Your objective: Your task is to transcribe, without alteration, the lines from the top of the material below through the line bearing "negative clicks: (201, 140) (184, 79)", inclusive.
************
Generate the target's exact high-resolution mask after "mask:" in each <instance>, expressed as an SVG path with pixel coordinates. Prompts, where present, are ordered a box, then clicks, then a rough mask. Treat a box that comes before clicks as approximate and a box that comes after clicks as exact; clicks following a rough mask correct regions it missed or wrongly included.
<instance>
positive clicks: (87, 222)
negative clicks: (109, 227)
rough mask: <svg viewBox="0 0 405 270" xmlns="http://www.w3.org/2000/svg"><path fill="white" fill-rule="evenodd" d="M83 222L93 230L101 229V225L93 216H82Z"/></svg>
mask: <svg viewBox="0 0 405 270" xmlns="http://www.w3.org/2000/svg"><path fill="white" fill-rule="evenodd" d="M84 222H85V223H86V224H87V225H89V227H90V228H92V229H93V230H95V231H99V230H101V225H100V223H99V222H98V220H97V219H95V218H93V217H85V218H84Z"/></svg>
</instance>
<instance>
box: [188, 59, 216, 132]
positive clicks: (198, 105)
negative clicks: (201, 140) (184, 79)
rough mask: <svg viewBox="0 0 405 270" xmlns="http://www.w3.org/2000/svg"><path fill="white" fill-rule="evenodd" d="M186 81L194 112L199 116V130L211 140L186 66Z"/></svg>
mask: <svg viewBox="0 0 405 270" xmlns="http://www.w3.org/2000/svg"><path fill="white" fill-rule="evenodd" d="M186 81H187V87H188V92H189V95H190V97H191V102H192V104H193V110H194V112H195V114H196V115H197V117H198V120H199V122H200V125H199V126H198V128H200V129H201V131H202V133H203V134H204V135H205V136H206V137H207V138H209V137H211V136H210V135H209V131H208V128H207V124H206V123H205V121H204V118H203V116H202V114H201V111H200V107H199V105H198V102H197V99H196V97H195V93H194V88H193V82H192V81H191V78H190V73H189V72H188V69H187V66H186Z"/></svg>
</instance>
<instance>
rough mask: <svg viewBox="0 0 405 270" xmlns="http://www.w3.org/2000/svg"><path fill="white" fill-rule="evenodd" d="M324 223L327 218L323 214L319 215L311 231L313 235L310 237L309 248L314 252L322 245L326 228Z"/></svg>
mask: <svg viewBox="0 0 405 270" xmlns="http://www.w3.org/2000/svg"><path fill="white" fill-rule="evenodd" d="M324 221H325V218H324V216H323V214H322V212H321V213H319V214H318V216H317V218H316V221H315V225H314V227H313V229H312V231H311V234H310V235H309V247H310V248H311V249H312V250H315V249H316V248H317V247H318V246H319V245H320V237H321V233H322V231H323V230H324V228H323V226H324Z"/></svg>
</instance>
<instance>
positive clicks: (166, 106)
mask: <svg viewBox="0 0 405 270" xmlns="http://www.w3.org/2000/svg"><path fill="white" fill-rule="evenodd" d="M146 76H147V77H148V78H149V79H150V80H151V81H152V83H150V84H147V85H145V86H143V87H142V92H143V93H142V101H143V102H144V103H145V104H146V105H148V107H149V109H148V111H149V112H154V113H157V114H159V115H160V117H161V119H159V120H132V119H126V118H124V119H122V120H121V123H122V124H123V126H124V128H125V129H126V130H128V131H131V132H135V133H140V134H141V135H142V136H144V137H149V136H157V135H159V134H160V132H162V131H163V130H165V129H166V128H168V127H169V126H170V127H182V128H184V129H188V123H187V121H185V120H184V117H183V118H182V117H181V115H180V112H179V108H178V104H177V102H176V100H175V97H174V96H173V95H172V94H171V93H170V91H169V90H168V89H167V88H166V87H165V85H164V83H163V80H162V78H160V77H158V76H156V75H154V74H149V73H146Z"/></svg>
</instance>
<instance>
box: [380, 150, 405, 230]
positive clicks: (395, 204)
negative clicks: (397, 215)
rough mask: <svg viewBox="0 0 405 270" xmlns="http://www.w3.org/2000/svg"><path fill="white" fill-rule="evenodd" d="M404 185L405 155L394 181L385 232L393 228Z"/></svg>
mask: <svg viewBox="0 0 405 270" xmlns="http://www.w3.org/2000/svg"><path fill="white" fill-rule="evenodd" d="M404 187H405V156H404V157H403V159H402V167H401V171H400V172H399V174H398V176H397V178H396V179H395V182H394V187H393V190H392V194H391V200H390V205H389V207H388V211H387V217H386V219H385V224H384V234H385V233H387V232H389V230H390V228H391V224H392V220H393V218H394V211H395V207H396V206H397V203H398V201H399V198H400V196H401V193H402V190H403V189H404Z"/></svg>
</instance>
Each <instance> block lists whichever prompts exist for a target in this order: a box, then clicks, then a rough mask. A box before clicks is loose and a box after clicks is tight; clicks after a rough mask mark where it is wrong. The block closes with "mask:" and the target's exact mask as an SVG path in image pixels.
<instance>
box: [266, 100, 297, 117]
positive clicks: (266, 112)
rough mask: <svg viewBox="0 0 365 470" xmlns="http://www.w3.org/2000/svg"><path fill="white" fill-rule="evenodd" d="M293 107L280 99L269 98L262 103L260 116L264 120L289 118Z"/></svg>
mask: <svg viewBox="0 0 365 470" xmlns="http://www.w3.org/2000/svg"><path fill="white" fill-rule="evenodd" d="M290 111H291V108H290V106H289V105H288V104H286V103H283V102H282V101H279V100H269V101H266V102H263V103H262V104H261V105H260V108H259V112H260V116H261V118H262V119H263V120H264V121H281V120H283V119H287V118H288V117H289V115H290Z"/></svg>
************
Solution to this task:
Generate the target's exact high-resolution mask after "mask:" in each <instance>, expressed as an SVG path with pixel coordinates. Prompts, where present, are ordered a box, then clicks, then a rough mask. Treat a box that comes before clicks as approximate and a box that comes after clicks as exact; clicks following a rough mask correct regions it missed or wrongly included.
<instance>
positive clicks: (87, 222)
negative clicks: (109, 227)
rough mask: <svg viewBox="0 0 405 270" xmlns="http://www.w3.org/2000/svg"><path fill="white" fill-rule="evenodd" d="M83 222L93 230L101 229V225L93 216H82Z"/></svg>
mask: <svg viewBox="0 0 405 270" xmlns="http://www.w3.org/2000/svg"><path fill="white" fill-rule="evenodd" d="M84 222H85V223H86V224H87V225H89V227H90V228H92V229H93V230H95V231H99V230H101V225H100V223H99V222H98V220H97V219H95V218H93V217H85V218H84Z"/></svg>
</instance>
<instance>
box: [188, 59, 216, 132]
positive clicks: (198, 105)
negative clicks: (201, 140) (184, 79)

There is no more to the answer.